SUPPLIED INFORMATION

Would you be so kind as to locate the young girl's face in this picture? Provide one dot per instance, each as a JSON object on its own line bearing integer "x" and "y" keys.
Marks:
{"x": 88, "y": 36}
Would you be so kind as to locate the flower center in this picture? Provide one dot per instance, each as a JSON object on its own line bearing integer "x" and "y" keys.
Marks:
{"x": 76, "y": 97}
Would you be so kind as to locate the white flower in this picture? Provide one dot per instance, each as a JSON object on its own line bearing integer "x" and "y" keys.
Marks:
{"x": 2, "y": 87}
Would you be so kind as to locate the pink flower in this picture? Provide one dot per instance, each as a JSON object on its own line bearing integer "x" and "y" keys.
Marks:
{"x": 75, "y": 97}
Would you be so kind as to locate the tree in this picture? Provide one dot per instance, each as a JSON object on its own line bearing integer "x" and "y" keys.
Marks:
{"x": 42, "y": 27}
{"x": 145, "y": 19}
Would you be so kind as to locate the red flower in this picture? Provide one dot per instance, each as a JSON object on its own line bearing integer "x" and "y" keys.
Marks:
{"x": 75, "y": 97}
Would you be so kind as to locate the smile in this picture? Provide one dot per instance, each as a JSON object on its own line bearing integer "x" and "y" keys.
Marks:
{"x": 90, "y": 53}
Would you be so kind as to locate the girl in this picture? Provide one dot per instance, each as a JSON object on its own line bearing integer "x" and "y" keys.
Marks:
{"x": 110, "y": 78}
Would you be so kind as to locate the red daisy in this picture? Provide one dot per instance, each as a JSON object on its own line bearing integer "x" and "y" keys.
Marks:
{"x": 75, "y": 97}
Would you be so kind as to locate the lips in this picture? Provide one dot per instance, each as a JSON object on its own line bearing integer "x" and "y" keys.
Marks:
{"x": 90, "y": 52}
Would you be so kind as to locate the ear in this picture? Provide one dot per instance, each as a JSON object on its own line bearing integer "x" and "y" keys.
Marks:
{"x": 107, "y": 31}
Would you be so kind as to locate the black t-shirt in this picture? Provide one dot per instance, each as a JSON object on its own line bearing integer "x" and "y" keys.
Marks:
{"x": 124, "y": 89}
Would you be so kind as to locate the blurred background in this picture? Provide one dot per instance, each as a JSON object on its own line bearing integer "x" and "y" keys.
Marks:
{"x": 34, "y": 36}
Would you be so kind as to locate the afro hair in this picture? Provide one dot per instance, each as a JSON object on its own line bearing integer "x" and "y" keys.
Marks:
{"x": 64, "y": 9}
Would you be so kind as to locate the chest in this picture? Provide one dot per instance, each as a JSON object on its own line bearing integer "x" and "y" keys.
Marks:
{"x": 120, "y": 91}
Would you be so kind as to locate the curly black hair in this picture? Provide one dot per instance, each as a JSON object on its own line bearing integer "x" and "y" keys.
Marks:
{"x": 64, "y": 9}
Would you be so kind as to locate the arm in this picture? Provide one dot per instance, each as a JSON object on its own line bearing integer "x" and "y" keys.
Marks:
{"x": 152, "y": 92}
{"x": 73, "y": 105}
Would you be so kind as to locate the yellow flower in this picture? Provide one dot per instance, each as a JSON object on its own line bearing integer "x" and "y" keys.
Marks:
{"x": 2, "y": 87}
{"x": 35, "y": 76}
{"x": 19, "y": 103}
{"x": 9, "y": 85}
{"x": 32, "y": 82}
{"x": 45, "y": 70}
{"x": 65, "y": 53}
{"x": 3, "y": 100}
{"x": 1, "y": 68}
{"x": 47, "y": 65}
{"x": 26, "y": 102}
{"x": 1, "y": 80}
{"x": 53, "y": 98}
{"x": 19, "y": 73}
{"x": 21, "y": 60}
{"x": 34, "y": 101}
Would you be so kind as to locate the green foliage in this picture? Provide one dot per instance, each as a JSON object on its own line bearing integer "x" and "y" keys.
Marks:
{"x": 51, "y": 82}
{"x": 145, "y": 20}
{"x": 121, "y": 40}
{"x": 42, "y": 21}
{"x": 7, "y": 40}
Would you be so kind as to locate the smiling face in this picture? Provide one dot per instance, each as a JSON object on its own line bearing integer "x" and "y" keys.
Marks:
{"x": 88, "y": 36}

PROBLEM TO WORK ON
Reproduce the records above word for word.

REPLY
Would you be so kind as to locate the young girl's face in this picture? Provide one dot per instance, each as a JSON object on its own line bearing integer "x" and "y" keys.
Marks:
{"x": 88, "y": 36}
Would you be so kind as to locate the flower center in this picture? Provide one dot per instance, each as a JSON object on its own line bearing integer "x" and "y" keys.
Marks:
{"x": 76, "y": 97}
Would you be so kind as to locate the white flower in this picture? Provide one dot per instance, each as a JSON object on its own line bearing integer "x" and "y" keys.
Marks:
{"x": 2, "y": 87}
Would you be so kind as to locate the pink flower in this picture? Provide one dot per instance, each as a JSON object on its own line bearing integer "x" and "y" keys.
Marks:
{"x": 75, "y": 97}
Would you be so kind as to locate the tree in this picture? Provide one dot per instance, each as a JSON object on its own line bearing integer "x" and "y" keys.
Marks:
{"x": 42, "y": 27}
{"x": 145, "y": 19}
Would you be so kind as to locate the red flower in this picture? Provide one dot per instance, each as a JSON object on its own line bearing integer "x" and "y" keys.
Marks:
{"x": 75, "y": 97}
Would you be so kind as to locate the smile in this picture? Provide one dot per instance, each as a JSON object on its own line bearing integer "x" and "y" keys.
Marks:
{"x": 90, "y": 53}
Would you be so kind as to locate the girl in this picture? Provide one dot per instance, each as a JSON object on its own line bearing integer "x" and "y" keys.
Marks:
{"x": 110, "y": 78}
Would you be so kind as to locate the red daisy in this picture? Provide one dot per instance, each as a JSON object on its own line bearing integer "x" and "y" keys.
Marks:
{"x": 75, "y": 97}
Would you be so kind as to locate the lips in this picture? Provide one dot per instance, each as a JSON object on its own line bearing integer "x" and "y" keys.
Marks:
{"x": 90, "y": 52}
Would you be so kind as to locate the ear in this picture? Provide one dot per instance, each as a JSON object on its own line bearing integer "x" and "y" keys.
Marks:
{"x": 107, "y": 31}
Would you be so kind as to locate the black t-shirt in this picture? Provide one dot per instance, each as a JSON object on its own line bearing integer "x" and "y" keys.
Marks:
{"x": 124, "y": 89}
Would you be so kind as to locate the blurred background in this picture? Provide one dot per instance, each as a JSON object on its own line bearing integer "x" and "y" keys.
Marks:
{"x": 34, "y": 36}
Would you be so kind as to locate the afro hair in this picture? Provide one dot per instance, each as a JSON object on its own line bearing integer "x" and "y" keys.
Marks:
{"x": 64, "y": 9}
Would you be so kind as to locate the chest in this picture? Provide one dot per instance, each as a JSON object on its own line bearing integer "x" and "y" keys.
Marks:
{"x": 120, "y": 91}
Would you be so kind as to locate the curly black hair in this picture? Provide one dot per instance, each as a JSON object on its own line bearing integer "x" and "y" keys.
Marks:
{"x": 64, "y": 9}
Would you be so kind as to locate the arm in this picture? Provide one dot per instance, each as a JSON object on its own line bearing integer "x" and "y" keys.
Marks:
{"x": 152, "y": 92}
{"x": 73, "y": 105}
Would you be so kind as to locate the yellow flower in this picture? Provide one dot per instance, each as a JSON object on its own line bearing integer "x" and "y" keys.
Marks:
{"x": 2, "y": 87}
{"x": 35, "y": 76}
{"x": 19, "y": 103}
{"x": 9, "y": 85}
{"x": 32, "y": 82}
{"x": 45, "y": 70}
{"x": 65, "y": 53}
{"x": 3, "y": 100}
{"x": 1, "y": 68}
{"x": 47, "y": 65}
{"x": 26, "y": 102}
{"x": 1, "y": 80}
{"x": 53, "y": 98}
{"x": 19, "y": 73}
{"x": 21, "y": 60}
{"x": 34, "y": 101}
Would you be so kind as to locate the green foliage in this picture? Provide one dot per instance, each as a JSON object on its own line bearing integer "x" and "y" keys.
Marks:
{"x": 51, "y": 82}
{"x": 145, "y": 20}
{"x": 121, "y": 40}
{"x": 42, "y": 21}
{"x": 7, "y": 40}
Would you be so kind as to locate the smiling face in this picture? Provide one dot per instance, each as a JSON object on its own line bearing integer "x" and "y" keys.
Marks:
{"x": 88, "y": 36}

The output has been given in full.